RECORDED INFORMATION |
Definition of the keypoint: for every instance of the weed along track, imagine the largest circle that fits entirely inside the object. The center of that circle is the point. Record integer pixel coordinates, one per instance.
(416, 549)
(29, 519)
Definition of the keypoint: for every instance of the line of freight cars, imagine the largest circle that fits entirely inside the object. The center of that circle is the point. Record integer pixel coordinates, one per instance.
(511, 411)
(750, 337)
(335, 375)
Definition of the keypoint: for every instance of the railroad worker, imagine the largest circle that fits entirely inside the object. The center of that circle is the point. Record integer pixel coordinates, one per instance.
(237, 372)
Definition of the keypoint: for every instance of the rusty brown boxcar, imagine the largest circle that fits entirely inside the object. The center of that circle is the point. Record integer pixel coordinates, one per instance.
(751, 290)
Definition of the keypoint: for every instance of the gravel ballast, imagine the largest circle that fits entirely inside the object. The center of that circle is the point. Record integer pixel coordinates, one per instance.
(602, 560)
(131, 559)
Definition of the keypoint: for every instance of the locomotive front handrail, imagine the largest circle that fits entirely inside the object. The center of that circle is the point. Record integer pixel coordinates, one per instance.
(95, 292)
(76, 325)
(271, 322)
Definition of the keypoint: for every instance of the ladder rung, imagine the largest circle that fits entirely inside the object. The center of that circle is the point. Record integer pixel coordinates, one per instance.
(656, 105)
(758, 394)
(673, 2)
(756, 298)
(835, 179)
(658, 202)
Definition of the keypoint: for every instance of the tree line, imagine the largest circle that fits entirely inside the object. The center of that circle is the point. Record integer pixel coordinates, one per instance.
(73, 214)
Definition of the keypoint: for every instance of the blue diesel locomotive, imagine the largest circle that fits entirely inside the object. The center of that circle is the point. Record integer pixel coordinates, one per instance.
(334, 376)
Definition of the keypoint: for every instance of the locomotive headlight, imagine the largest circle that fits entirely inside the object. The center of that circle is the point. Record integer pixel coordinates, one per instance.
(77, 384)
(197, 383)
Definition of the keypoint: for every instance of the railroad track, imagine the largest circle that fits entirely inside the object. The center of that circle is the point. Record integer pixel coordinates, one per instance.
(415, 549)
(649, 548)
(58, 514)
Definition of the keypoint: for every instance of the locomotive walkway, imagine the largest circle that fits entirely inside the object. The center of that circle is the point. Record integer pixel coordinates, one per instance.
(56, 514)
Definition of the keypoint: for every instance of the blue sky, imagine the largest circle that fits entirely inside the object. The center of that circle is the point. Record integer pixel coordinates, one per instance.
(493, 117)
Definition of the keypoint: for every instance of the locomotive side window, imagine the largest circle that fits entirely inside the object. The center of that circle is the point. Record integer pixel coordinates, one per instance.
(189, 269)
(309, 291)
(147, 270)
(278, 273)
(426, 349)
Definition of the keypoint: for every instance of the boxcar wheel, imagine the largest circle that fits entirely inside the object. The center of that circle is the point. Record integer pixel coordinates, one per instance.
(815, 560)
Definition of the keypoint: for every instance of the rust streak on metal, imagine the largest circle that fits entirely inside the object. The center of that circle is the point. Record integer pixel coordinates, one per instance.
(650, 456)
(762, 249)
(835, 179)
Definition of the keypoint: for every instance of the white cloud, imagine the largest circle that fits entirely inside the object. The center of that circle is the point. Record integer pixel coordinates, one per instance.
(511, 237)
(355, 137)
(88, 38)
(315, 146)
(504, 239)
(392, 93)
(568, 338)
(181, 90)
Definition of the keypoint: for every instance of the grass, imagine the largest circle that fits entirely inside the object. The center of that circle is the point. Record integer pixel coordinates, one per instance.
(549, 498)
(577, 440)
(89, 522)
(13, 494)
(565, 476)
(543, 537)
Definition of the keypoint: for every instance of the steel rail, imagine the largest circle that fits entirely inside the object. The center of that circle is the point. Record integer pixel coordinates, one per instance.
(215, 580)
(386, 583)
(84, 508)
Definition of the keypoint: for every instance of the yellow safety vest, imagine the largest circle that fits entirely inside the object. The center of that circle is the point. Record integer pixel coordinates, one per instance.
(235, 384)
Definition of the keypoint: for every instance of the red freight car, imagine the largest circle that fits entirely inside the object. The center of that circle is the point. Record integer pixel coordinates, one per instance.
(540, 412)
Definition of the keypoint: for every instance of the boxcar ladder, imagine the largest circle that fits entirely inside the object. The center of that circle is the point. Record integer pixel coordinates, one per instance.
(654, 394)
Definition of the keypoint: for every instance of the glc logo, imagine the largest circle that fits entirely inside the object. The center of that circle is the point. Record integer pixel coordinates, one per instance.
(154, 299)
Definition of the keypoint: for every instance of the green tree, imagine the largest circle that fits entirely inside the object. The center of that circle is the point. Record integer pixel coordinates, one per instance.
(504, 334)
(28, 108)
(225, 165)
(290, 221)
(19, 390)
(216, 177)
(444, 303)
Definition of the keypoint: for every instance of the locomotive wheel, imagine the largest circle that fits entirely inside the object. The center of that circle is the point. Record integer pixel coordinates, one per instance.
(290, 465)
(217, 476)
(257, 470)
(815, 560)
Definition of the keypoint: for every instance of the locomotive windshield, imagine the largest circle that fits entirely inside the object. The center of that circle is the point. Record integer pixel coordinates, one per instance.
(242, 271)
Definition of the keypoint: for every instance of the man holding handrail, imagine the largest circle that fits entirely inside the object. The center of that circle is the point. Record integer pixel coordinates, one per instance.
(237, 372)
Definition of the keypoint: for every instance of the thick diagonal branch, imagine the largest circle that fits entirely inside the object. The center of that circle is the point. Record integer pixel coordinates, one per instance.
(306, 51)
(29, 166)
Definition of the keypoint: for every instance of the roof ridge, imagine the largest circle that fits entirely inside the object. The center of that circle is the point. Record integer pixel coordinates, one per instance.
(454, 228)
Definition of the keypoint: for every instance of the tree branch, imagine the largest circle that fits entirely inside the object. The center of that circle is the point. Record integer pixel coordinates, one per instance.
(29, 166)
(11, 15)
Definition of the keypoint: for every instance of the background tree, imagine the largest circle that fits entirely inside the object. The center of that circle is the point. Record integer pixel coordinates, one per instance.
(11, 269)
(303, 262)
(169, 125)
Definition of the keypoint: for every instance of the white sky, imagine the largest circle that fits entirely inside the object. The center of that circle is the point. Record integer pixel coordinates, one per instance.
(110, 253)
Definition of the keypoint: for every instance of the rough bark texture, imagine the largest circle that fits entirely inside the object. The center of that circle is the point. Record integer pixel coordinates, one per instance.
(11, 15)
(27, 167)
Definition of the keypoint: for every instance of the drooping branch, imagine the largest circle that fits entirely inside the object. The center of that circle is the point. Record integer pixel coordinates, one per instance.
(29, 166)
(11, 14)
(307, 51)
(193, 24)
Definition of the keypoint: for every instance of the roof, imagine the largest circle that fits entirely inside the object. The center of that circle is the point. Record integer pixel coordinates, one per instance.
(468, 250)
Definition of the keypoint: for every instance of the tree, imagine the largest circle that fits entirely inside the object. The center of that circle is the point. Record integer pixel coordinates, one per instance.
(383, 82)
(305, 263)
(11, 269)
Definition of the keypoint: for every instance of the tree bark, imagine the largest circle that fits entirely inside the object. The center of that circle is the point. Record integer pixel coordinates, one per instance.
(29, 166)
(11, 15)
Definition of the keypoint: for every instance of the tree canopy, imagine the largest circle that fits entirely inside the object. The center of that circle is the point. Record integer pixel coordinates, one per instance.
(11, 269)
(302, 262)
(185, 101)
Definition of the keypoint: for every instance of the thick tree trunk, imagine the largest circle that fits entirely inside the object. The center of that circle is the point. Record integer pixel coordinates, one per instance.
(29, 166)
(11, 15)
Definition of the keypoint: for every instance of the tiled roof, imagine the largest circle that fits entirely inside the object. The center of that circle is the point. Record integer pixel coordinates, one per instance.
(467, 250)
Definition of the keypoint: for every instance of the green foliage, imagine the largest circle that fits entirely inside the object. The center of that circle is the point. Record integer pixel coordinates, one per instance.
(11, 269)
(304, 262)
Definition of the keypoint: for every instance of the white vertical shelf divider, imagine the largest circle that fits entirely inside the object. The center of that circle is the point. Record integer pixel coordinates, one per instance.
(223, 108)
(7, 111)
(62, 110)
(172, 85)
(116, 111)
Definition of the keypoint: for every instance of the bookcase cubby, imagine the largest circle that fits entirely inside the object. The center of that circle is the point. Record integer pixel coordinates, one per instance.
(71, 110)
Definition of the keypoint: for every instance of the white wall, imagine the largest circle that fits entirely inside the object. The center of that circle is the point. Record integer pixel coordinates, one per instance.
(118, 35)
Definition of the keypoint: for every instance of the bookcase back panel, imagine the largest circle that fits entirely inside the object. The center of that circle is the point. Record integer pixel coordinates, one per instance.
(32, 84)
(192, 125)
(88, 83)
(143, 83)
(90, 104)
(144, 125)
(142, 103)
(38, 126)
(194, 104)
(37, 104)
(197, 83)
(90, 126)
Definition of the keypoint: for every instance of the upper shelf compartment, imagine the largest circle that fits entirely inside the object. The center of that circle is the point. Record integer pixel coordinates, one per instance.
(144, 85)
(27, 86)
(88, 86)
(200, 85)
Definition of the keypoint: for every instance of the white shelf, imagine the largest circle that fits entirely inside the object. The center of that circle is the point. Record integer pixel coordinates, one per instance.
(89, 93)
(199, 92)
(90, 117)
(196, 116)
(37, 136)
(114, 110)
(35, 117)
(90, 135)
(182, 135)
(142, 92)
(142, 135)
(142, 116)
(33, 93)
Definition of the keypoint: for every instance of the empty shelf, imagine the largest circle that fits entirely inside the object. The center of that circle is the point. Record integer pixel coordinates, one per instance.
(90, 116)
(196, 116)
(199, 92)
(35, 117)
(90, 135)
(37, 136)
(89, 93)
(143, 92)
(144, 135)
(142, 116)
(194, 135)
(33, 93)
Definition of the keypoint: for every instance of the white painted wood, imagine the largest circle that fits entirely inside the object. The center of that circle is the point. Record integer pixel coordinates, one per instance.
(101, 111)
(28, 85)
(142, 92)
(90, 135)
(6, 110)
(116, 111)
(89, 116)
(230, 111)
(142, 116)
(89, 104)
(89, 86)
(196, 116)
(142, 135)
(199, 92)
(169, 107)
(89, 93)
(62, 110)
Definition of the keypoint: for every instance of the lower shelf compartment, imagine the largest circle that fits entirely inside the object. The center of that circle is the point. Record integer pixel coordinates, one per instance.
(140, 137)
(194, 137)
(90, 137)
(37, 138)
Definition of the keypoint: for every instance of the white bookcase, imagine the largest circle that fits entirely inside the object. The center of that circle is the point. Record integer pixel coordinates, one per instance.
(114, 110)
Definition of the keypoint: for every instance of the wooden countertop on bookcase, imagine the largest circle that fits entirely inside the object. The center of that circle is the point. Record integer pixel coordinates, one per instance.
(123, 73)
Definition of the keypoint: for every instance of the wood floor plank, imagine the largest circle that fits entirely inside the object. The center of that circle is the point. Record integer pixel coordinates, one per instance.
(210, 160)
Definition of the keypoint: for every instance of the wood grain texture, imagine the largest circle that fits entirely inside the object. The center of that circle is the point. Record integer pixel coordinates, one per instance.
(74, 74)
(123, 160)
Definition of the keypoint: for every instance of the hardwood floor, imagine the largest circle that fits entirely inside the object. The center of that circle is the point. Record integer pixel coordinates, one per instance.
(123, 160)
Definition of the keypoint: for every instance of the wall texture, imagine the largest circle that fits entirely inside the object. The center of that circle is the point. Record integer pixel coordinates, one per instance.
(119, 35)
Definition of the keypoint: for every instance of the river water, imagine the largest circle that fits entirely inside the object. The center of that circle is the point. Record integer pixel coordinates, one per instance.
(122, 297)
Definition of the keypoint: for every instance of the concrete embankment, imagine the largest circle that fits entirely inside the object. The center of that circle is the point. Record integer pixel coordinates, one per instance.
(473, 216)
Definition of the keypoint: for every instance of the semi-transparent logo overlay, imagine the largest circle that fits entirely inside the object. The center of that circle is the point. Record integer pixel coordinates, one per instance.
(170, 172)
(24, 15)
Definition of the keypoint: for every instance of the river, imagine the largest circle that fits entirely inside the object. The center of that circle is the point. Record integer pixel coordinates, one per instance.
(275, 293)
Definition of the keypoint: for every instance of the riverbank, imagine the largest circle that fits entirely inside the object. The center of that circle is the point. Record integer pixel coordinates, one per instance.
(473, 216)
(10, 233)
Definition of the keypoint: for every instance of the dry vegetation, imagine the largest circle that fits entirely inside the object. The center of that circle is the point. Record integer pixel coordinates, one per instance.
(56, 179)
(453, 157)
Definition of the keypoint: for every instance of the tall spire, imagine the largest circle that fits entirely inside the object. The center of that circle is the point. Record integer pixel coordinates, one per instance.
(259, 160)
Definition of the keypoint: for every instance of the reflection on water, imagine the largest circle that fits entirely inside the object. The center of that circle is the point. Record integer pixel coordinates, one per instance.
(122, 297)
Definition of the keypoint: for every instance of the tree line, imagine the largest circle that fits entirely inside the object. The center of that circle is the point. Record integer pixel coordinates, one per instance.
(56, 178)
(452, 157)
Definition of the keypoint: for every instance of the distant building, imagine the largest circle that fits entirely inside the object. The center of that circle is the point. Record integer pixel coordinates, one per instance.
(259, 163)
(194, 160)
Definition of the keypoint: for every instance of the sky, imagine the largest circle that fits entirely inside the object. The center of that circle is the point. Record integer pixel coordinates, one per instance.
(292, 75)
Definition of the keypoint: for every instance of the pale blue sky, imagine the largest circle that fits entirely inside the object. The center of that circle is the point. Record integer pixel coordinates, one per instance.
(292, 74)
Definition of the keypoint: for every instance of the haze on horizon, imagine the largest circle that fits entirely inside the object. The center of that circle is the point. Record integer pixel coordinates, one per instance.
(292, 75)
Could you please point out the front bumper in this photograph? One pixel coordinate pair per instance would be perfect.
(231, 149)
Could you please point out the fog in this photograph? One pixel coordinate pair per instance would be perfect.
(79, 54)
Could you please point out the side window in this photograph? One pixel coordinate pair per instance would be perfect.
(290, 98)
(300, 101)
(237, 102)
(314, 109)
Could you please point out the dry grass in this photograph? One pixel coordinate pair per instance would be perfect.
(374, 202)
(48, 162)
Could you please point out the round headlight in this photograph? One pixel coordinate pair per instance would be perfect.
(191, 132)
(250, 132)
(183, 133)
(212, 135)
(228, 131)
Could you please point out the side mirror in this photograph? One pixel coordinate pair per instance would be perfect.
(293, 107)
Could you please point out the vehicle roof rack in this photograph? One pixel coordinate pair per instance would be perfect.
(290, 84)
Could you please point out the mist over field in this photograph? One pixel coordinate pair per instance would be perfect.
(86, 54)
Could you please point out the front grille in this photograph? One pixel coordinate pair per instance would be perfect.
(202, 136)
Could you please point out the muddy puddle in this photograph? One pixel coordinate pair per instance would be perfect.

EXERCISE REQUIREMENTS | Everything from the line containing "Could you please point out the side mirror" through the last line above should be set down exactly; include no other lines.

WRITTEN SOLUTION |
Could you please point out the side mirror in this photograph? One pixel coordinate pair per instance would be perfect.
(293, 107)
Could you please point out the vehicle roof rack in this photograph? One pixel coordinate pair per instance would be perfect.
(290, 84)
Could you please point out the mist over field in this photograph? One pixel coordinate pair per instance would be perfect.
(86, 54)
Could you please point out the front grille in this photograph? One pixel coordinate pair per instance would be perfect.
(202, 136)
Could you please point out the muddy puddle in this photograph? One pixel coordinate pair per instance would be perfect.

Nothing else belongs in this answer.